## EXTRACTED MATERIAL
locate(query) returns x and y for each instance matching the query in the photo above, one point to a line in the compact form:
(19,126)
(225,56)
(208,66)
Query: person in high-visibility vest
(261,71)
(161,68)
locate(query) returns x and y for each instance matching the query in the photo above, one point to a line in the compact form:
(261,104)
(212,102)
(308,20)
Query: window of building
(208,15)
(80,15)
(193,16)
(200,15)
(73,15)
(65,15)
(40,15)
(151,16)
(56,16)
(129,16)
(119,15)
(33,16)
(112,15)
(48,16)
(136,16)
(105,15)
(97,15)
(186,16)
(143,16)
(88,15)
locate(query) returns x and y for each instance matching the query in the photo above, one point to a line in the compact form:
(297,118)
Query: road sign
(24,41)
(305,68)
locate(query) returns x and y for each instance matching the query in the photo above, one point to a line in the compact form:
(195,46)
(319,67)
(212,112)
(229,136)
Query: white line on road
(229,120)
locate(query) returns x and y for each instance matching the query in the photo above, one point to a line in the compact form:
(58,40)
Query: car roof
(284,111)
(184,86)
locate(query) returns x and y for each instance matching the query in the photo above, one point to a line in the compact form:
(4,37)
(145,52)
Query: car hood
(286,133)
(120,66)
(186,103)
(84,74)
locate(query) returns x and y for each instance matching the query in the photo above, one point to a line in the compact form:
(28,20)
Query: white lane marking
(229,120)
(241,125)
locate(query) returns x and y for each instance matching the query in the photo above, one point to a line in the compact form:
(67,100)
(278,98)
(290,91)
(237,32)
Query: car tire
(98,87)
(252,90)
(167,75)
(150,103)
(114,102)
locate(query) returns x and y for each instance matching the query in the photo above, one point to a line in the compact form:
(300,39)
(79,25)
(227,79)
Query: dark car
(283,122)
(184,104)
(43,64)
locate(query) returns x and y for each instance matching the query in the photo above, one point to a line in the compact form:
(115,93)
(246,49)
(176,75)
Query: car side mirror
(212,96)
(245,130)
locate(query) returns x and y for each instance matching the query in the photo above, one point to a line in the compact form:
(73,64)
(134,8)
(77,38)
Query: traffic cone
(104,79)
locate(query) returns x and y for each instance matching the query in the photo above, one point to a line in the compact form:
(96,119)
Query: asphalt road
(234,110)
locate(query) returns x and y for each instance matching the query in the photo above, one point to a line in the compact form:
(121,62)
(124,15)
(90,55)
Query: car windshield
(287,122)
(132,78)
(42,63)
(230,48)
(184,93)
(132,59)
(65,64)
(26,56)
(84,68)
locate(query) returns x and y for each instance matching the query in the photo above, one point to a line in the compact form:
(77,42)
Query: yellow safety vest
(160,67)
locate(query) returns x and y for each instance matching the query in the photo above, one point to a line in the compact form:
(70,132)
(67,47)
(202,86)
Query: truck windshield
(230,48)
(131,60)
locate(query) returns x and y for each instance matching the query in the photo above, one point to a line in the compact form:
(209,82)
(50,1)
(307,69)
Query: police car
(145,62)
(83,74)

## WHAT THE TASK REQUIRES
Repeat the entries exactly, all of them.

## THE REPLY
locate(query) returns x and y for each instance matching the query in the photo above, one point to a line in the compact form:
(19,126)
(225,56)
(208,66)
Query: person in high-visibility vest
(261,71)
(161,68)
locate(query) returns x and y for each instance matching the query in the photo above, one point to a line in the compact form:
(261,104)
(212,102)
(308,20)
Query: window of building
(208,15)
(80,15)
(193,16)
(200,15)
(73,15)
(65,15)
(40,15)
(151,16)
(56,16)
(129,16)
(119,15)
(33,16)
(112,15)
(48,16)
(136,16)
(105,15)
(97,15)
(186,16)
(143,16)
(88,15)
locate(query) returns x and y for each instance matching the query in the photo above, one point to a line in the compact form:
(297,118)
Query: road sign
(24,41)
(305,68)
locate(query) returns x and y for each instance matching the query in the photo above, one point to a line in the compact form:
(195,46)
(319,67)
(212,112)
(229,136)
Query: white line on road
(229,120)
locate(query) returns x and y for each instance matching the query in the photo above, one point to a line in the compact form:
(58,40)
Query: car roof
(284,111)
(184,86)
locate(query) returns x and y for each instance matching the query in the photo above, one point to a line in the compact form:
(4,37)
(145,52)
Query: car hood
(286,133)
(120,66)
(186,103)
(84,74)
locate(query) returns x and y for each instance matching the query in the photo above, one point to a line in the compact form:
(28,20)
Query: white lane marking
(229,120)
(241,125)
locate(query) returns x and y for each instance matching the query in the photo above, one point to a line in the compact form:
(67,100)
(278,98)
(290,91)
(237,32)
Query: car tire
(98,87)
(252,90)
(167,75)
(150,103)
(114,102)
locate(query) returns x and y for each instance matching the query in the photo above, one point to a line in the compact form:
(300,39)
(79,25)
(227,79)
Query: dark car
(283,122)
(184,104)
(43,64)
locate(query) returns x and y for each instance matching the query in the photo above, one point to a line in the compact form:
(115,93)
(246,49)
(176,75)
Query: car side mirror
(212,96)
(245,130)
locate(query) returns x and y for each instance matching the query in the photo above, one point to a line in the compact form:
(73,64)
(134,8)
(77,38)
Query: traffic cone
(104,79)
locate(query) returns x and y for each instance matching the query in the photo above, one point to a line in the compact form:
(96,119)
Query: asphalt road
(234,110)
locate(query) returns x and y for each instance matching the query in the photo above, one point to a line in the compact form:
(121,62)
(124,15)
(90,55)
Query: car windshield
(287,122)
(132,78)
(42,63)
(230,48)
(184,93)
(132,59)
(65,64)
(26,56)
(84,68)
locate(query) returns x and y for each instance matching the query in the photo above, one point to a line in the compact form:
(77,42)
Query: yellow safety vest
(160,67)
locate(query) returns x and y for each instance matching the query in the photo above, one point to a line in the compact form:
(70,132)
(67,47)
(202,86)
Query: truck windshield
(230,48)
(131,60)
locate(query) returns x and y for each instance matching the query in the photo above, one point to a line in the compact form:
(209,82)
(50,1)
(307,69)
Query: police car
(145,62)
(83,74)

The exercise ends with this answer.